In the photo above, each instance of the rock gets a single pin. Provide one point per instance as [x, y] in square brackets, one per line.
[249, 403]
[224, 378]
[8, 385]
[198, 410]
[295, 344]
* * * * *
Task to complete:
Retype the records above without changing a single word.

Exercise result:
In the photo above, each instance of the rock gets a single pin. Provide one point per instance as [x, y] in square brackets, one per line.
[249, 403]
[224, 378]
[8, 385]
[198, 410]
[295, 344]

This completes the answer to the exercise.